Texte:
────────────────────────────────────────
Je viens de terminer la lecture de deux essais sur les zombies qui tranchent avec la médiocrité des ouvrages consacrés jusqu’à présent au sujet (cf. articles zombies 1 et 2). Les deux auteurs ont le mérite de se focaliser sur le zombie comme être filmique et non comme phénomène de mode. Le zombie, comme j’ai essayé de le montrer moi-même (cf. articles zombies 4 et 5), s’appréhende en effet dans  l’image, il n’est qu’un être pour l’image. C’est une  figure singulière qui mute de film en film, c’est un concept toujours en devenir. En cela, il faut sans doute être nominaliste et renoncer à parler de l’essence du mort-vivant.

Ceci étant dit, revenons à nos auteurs : Amélie Pépin a intitulé son essai Zombie Le mort-vivant autopsié.  Sur 123 pages, dans un style clair, elle s’applique à faire ressortir, entre autres, le motif religieux à l’œuvre dans les films de zombies. Elle analyse trois longs métrages : White Zombie de Victor Halperin, Dawn of the Dead, de George Romero (auquel j’ai consacré un article cf. article zombies 5) et 28 Days Later de Danny Boyle. Pour aller vite, on pourrait dire que les figures des morts-vivants dans ces trois films correspondent respectivement  à l’image classique, moderne et postmoderne du zombie. Essentiellement descriptive, l’analyse de l’auteur s’attache à faire émerger la thématique maintes fois développée de la critique de l’individualisme et de la société de consommation dans les films du genre (en particulier chez Romero). De ce point de vue, elle n’est guère novatrice, mais l’intérêt de son livre ne vient pas de cette analyse banale et somme toute assez superficielle, mais de la manière dont elle l’a conduite et justifiée. De manière fine, elle fait apparaître les jeux de renvois entre films et motifs  bibliques (genèse et apocalypse). Son plus grand mérite, il me semble, est d’avoir donné de l’épaisseur au film de Danny Boyle qui est une œuvre beaucoup plus commerciale que Dawn of the Dead de Romero. Au final, c’est dans une direction morale que l’auteur entraîne ses lecteurs en choisissant pour cela la voie de l’herméneutique. Mais l’interprétation, aussi stimulante soit elle, a pour défaut de manquer ce qui fait la spécificité conceptuelle du zombie, son modus operandi. Le zombie n’est pas soluble dans la métaphore (cf. article zombies 3).

Sensible à ce problème, Joachim Daniel Dupuis, dont l’essai s’intitule George A. Romero et les zombies Autopsie d’un mort vivant (il n’y a pas dû avoir concertation entre les deux auteurs !) propose une analyse non interprétative du zombie (il n’est pas le premier à en avoir eu l’idée cf. articles zombies 3 et 4). Le livre de Joachim Dupuis est ambitieux : il cherche à montrer en quoi le zombie romérien est une figure qui « court-circuite » les dispositifs de pouvoir en action dans le corps social. Le cinéma de George Romero s’articule ici à la pensée de Michel Foucault et est présenté comme contre-effectuation à la normalisation des sujets. Les analyses de l’auteur sont souvent pertinentes. Les commenter prendrait beaucoup de temps et m’éloignerait de ce qui m’a animé à la lecture de l’essai.
────────────────────────────────────────
Données fournies:

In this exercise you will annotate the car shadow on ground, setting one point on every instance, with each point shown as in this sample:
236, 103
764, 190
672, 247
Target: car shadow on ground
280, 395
────────────────────────────────────────
Travail demandé:
1. Condensez en trois phrases au plus le paragraphe du texte qui commence par « Sensible à ce problème », en gardant ses informations principales.
2. Reproduisez à l'identique chaque ligne de la liste, sans rien y modifier.
La liste ci-dessus n'a aucun lien avec le texte.

Réponses attendues:
1. Dans son essai George A. Romero et les zombies Autopsie d'un mort vivant, Joachim Daniel Dupuis propose une analyse non interprétative du zombie. Il cherche à montrer que le zombie romérien « court-circuite » les dispositifs de pouvoir à l'œuvre dans le corps social, en articulant le cinéma de Romero à la pensée de Michel Foucault comme contre-effectuation à la normalisation des sujets. Ses analyses sont souvent pertinentes, mais les commenter prendrait beaucoup de temps.

2.
In this exercise you will annotate the car shadow on ground, setting one point on every instance, with each point shown as in this sample:
236, 103
764, 190
672, 247
Target: car shadow on ground
280, 395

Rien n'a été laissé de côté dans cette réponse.